### Sezione del documento ###

La scena stabile si rappresenta in Parigi, in una sala in casa dei signori Geronte e Dalancour. Ella ha tre porte: l'una delle quali introduce nell'appartamento del signor Geronte, l'altra dirimpetto, in quello del signor Dalancour, e la terza in fondo, serve di porta comune. Vi saranno delle sedie, de' sofà, ed un tavolino con uno scacchiere.

Introduzione

        La commedia fu scritta tutta in Francese (con il titolo Le bourru bienfaisant) in occasione del matrimonio tra Maria Antonietta e il Delfino di Francia (le nozze furono celebrate il 16 maggio 1770; il delfino veva sedici anni, la principessa quattordici e mezzo) futuro Luigi XVI e fu rappresentata per la prima volta il 4 novembre 1771 al teatro della Comédie française ottenendo un trionfo straordinario, soprattutto se si pensa che Goldoni al momento della sua partenza da Venezia per la Francia nel 1762 non conosceva che qualche parola di francese. La replica avvenne a Fontainebleau alla presenza dello stesso re Luigi XV.
         L’opera fu scritta interamente in francese e, come scrisse lo stesso Goldoni, pensata in francese: la grande capacità di osservazione delle cose del mondo, che sempre lo aveva guidato nella composizione delle sue commedie, unita a un inguaribile ottimismo esistenziale e vitalistico gli aveva permesso di capire il mondo sociale francese, così diverso non solo nelle sfumature da quello italiano e veneziano in particolare, ma anche nella sostanza. Della commedia si fece un gran discorrere sia a Parigi che presso la Corte Reale, che in quel frangente si trovava a Fontainebleau: “ alcuni credevano, - scrive Goldoni, - che fosse una commedia del mio teatro italiano; altri pensavano che l’avessi scritta qui, ma in italiano, e poi scritta in francese. La collezione delle mie opere poteva dimostrare il contrario a quelli; e io disingannerò questi ultini, se ancora ne rimangono. Non soltanto ho scritto la commedia in francese, ma pensavo in francese immaginandola”. Ed il suo francese, in effetti risulta privo di italianismi e di quei costrutti che sono tipici di chi pensa in una lingua e per un motivo o per l’altro è costretto a scrivere in un’altra.
        Proprio quest’opera, come abbiamo evidenziato nella biografia (v. 2a parte), venne rappresentata al “Theâtre National”, il 18 giugno 1793, per alleviare le penose condizioni economiche che, alla morte di Goldoni avvenuta il 6 febbraio all’età di 86 anni, ma anche negli ultimi anni di vita del commediografo veneziano, in cui versava la moglie Nicoletta, alla quale fu versato l’intero incasso.

### Dati forniti ###

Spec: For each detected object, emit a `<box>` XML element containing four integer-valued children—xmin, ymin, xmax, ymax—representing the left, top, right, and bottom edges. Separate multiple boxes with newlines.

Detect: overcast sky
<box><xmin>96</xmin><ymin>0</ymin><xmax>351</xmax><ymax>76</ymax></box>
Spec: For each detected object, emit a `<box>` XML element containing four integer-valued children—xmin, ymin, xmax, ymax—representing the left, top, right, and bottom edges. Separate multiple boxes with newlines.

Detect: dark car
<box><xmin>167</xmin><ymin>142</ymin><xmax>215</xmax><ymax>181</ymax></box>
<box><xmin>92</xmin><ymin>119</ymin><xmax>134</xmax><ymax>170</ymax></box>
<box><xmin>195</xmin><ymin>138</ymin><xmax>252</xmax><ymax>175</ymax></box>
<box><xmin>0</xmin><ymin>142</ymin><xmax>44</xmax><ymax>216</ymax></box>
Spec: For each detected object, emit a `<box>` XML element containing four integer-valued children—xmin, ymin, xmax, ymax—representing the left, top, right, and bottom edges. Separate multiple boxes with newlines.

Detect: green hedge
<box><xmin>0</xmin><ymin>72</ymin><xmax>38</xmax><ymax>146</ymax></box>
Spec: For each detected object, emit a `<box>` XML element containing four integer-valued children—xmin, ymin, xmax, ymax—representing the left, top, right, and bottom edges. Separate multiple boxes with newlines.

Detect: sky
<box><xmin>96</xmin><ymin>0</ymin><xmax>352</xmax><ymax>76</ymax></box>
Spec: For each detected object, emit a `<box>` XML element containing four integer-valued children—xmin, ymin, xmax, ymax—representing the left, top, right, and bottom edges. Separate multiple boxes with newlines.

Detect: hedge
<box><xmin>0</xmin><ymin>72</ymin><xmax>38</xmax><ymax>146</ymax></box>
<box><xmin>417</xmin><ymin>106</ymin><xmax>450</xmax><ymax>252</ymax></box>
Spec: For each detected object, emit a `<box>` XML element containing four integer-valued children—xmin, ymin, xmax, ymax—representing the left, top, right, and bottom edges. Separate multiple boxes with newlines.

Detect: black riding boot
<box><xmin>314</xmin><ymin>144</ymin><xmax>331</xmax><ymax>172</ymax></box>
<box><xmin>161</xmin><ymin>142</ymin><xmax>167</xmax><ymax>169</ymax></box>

###
### Dati forniti ###

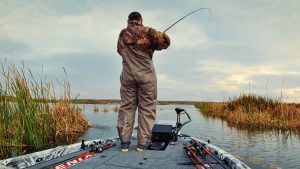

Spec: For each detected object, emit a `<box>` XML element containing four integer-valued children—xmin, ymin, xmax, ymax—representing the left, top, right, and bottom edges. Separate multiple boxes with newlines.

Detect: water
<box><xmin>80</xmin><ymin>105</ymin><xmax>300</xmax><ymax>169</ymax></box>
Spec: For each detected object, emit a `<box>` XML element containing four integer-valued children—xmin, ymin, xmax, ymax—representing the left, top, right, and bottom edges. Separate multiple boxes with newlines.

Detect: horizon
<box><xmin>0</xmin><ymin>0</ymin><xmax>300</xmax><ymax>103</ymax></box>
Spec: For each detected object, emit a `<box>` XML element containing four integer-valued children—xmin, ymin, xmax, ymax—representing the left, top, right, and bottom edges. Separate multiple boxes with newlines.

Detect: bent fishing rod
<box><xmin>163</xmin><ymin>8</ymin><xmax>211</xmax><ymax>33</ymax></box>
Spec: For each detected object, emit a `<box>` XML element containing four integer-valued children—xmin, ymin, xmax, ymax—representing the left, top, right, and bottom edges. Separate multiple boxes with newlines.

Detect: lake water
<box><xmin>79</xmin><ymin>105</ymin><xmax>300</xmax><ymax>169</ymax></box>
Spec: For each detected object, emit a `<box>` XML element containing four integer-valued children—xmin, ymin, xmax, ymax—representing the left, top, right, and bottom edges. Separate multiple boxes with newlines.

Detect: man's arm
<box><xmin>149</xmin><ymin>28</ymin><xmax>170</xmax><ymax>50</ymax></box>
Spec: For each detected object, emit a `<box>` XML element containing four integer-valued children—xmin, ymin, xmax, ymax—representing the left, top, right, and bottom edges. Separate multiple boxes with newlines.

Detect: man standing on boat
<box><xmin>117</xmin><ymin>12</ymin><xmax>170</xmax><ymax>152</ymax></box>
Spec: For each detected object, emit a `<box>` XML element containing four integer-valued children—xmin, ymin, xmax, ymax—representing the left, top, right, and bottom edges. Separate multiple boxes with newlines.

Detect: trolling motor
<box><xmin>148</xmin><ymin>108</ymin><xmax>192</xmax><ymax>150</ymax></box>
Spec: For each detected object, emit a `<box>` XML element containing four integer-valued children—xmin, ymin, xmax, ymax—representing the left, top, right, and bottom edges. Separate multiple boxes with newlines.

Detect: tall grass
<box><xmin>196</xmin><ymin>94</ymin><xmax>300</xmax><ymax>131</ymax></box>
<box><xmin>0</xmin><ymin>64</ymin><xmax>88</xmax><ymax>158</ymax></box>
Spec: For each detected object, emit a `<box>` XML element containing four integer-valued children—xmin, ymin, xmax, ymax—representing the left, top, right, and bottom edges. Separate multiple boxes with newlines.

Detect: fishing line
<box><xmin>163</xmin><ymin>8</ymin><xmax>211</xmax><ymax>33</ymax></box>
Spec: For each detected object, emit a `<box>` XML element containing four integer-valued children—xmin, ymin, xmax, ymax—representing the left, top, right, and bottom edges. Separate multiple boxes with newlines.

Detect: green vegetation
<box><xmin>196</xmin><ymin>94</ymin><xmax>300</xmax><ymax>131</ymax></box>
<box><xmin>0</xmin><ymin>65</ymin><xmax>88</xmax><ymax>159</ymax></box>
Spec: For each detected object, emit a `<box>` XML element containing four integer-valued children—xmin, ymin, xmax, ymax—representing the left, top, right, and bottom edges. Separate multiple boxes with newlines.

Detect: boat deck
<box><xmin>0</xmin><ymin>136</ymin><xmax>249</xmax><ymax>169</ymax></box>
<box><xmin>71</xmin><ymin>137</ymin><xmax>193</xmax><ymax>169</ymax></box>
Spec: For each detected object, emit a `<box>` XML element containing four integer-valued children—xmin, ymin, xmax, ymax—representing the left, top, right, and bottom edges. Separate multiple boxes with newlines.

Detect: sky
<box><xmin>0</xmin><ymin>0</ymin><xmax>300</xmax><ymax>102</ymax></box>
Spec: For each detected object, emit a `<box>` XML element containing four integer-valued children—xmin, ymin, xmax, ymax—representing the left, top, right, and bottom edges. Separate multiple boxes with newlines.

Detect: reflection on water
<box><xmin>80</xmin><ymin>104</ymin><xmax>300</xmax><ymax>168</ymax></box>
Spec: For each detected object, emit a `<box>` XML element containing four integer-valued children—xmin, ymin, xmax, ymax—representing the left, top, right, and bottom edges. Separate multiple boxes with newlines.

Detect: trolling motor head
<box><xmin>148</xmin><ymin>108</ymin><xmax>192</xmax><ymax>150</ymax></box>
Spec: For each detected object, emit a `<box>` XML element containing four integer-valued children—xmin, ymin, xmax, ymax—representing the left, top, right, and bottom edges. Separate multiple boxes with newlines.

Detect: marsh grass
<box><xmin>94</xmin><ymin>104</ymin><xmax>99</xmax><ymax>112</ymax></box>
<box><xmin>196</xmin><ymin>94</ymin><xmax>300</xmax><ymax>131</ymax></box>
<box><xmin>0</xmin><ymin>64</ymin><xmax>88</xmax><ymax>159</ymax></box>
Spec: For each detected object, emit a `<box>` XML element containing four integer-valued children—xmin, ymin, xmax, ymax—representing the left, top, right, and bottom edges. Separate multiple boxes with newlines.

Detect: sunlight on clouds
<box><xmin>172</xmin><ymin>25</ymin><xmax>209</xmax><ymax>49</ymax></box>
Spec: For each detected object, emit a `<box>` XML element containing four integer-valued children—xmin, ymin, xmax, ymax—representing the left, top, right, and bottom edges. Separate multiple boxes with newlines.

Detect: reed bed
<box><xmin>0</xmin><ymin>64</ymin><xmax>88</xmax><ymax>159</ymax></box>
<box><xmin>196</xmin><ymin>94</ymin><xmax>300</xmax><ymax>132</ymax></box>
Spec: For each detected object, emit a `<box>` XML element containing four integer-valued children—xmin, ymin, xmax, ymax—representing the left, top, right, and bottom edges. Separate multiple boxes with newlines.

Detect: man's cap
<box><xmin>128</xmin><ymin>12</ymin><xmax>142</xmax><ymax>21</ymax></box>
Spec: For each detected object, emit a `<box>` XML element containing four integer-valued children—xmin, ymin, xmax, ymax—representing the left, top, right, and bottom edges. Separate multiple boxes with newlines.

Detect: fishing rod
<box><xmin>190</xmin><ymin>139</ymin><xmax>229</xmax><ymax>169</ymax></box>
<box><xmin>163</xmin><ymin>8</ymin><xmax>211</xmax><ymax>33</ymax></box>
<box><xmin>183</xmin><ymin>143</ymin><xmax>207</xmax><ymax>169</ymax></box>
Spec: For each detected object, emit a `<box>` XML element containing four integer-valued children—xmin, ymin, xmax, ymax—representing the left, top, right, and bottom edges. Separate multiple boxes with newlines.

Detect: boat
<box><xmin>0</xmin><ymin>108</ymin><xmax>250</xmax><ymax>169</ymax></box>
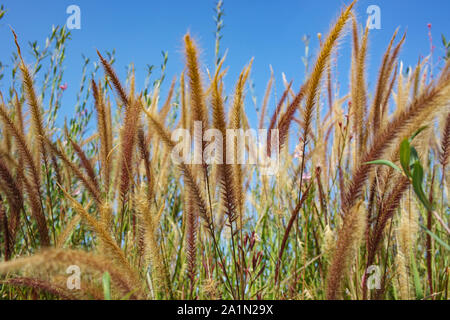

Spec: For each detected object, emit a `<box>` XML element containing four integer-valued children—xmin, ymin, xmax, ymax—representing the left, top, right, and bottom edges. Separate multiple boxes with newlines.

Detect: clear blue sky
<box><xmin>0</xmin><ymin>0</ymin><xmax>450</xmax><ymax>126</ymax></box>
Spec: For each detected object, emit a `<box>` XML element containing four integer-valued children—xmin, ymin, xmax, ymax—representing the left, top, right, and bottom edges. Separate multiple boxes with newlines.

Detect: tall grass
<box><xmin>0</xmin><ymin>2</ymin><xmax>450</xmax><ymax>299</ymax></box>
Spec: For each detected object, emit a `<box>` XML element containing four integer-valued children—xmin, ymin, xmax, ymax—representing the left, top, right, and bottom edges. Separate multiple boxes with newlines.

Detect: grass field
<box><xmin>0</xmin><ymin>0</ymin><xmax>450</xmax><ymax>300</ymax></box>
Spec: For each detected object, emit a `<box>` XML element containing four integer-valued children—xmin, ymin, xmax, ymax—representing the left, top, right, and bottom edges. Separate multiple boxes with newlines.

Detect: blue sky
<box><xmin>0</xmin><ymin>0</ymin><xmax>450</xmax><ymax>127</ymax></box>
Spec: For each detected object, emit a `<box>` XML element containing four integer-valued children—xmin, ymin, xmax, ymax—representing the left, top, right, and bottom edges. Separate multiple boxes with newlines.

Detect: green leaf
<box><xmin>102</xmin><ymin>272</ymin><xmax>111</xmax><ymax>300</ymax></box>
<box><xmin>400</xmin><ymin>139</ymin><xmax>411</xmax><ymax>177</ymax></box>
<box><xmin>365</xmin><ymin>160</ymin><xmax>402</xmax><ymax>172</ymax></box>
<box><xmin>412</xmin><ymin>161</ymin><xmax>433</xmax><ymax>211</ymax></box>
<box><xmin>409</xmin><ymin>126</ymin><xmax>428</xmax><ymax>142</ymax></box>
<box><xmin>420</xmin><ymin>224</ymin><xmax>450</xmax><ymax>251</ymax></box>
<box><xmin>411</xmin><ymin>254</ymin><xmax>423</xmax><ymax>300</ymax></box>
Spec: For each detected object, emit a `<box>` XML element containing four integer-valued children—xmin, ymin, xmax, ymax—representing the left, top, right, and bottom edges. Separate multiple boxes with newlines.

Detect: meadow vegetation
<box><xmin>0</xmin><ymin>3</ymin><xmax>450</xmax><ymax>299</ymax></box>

###
### Dati forniti ###

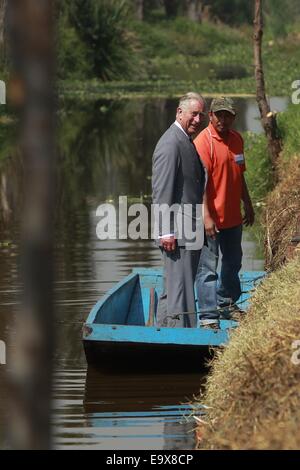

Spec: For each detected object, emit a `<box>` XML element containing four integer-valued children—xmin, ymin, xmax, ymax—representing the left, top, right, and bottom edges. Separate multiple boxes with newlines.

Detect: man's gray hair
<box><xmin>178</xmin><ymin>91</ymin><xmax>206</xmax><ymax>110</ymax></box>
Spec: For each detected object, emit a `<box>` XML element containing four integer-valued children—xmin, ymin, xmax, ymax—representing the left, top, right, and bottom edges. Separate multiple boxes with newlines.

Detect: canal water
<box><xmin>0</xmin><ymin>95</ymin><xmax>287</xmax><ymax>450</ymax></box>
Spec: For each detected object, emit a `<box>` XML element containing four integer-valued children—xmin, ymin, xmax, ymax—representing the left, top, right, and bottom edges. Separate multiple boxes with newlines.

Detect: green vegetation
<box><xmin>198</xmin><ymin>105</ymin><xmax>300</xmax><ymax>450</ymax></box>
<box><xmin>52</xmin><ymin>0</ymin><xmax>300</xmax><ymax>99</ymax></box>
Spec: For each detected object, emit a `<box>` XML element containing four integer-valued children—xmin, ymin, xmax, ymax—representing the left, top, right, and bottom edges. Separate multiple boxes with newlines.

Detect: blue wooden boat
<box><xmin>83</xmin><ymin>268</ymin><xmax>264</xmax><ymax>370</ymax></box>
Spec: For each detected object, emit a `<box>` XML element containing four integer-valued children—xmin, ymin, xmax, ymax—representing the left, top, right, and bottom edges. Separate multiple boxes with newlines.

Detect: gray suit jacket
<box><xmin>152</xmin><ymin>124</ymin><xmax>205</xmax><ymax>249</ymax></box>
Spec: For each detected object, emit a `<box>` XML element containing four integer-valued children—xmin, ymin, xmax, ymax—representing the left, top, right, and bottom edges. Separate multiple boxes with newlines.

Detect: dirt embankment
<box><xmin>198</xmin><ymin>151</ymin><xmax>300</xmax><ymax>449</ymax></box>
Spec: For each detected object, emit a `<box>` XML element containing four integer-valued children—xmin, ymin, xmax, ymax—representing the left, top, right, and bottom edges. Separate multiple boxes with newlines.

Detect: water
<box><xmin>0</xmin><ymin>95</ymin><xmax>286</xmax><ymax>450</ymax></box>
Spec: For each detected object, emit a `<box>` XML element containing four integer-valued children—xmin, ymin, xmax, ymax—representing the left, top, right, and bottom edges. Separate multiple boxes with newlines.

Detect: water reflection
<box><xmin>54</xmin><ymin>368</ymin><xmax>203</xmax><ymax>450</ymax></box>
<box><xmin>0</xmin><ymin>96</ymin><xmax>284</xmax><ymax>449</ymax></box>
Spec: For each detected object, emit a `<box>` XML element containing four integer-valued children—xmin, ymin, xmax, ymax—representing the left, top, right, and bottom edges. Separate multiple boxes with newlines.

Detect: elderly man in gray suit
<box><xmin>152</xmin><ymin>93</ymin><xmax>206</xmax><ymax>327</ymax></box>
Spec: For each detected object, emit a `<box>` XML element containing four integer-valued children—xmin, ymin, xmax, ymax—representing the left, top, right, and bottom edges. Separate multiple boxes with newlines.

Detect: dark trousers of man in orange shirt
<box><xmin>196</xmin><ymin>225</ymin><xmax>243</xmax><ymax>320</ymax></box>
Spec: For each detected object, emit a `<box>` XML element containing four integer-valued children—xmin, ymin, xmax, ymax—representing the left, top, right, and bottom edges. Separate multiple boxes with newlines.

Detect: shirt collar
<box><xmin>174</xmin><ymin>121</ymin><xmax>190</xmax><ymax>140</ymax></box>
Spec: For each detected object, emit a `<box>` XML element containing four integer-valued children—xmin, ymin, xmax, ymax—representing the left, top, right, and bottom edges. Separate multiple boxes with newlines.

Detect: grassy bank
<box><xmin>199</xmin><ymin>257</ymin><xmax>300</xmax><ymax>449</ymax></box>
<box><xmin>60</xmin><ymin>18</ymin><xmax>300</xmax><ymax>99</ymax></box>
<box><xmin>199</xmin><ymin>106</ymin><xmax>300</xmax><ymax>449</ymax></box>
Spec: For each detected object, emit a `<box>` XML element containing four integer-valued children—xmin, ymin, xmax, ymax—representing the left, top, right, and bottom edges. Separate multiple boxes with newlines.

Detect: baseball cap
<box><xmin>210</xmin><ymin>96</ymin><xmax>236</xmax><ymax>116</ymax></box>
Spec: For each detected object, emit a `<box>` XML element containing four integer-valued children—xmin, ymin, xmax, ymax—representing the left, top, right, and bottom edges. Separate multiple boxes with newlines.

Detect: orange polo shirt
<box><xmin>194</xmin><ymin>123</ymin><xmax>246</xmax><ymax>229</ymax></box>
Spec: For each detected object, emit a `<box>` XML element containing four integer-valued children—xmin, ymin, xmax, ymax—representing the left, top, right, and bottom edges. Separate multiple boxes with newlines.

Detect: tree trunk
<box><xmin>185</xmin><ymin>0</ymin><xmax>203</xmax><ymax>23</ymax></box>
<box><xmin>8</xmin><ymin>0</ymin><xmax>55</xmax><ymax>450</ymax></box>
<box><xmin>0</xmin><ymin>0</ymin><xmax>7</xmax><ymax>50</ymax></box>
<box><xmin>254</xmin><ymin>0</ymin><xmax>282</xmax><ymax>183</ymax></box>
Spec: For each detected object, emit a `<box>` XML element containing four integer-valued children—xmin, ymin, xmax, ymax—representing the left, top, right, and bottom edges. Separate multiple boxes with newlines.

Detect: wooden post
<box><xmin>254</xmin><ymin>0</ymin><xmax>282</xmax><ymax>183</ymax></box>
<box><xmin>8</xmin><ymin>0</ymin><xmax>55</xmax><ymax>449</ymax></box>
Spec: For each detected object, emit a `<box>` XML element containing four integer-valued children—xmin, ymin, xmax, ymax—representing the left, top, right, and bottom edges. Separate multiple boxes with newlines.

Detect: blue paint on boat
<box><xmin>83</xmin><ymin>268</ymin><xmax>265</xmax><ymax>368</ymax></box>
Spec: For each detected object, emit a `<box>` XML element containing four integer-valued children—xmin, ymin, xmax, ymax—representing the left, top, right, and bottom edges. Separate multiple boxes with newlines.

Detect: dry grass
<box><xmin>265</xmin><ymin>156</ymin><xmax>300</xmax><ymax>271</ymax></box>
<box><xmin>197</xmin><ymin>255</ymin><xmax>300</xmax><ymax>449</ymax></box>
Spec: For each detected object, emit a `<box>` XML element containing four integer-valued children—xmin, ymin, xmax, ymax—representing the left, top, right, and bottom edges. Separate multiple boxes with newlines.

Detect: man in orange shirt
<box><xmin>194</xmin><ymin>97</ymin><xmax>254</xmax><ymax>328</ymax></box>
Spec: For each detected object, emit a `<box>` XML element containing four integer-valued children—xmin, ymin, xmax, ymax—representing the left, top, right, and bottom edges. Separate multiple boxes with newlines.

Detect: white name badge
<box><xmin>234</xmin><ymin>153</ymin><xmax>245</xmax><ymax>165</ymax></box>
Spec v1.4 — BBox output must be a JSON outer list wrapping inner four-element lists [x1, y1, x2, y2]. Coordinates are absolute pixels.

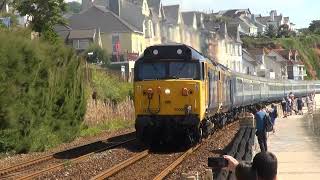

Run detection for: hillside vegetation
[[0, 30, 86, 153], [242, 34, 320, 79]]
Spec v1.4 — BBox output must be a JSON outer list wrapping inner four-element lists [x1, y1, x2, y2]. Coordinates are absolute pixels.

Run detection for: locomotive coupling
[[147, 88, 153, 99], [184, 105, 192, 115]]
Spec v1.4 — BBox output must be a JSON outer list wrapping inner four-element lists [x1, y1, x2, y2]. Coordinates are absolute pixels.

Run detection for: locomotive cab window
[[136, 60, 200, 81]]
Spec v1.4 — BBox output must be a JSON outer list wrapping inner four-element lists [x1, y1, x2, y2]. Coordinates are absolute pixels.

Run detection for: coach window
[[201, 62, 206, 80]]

###

• _Esercizio proposto A_
Elenca tutte le date con giorno e mese che compaiono nella sezione del documento sulla commedia di Goldoni. Per ciascuna indica l'evento a cui si riferisce.
• _Esercizio proposto B_
Rispondi alle domande seguenti sulla sezione del documento relativa alla commedia di Goldoni.
(i) In quale città si rappresenta la scena stabile?
(ii) In quale teatro la commedia fu rappresentata per la prima volta?
(iii) A chi fu versato l'intero incasso della rappresentazione del 18 giugno 1793?

• _Soluzione completa A_
- 16 maggio 1770: celebrazione delle nozze tra Maria Antonietta e il Delfino di Francia
- 4 novembre 1771: prima rappresentazione della commedia al teatro della Comédie française
- 6 febbraio: morte di Goldoni, all'età di 86 anni
- 18 giugno 1793: rappresentazione dell'opera al "Theâtre National"

• _Soluzione completa B_
(i) A Parigi.
(ii) Al teatro della Comédie française.
(iii) Alla moglie di Goldoni, Nicoletta.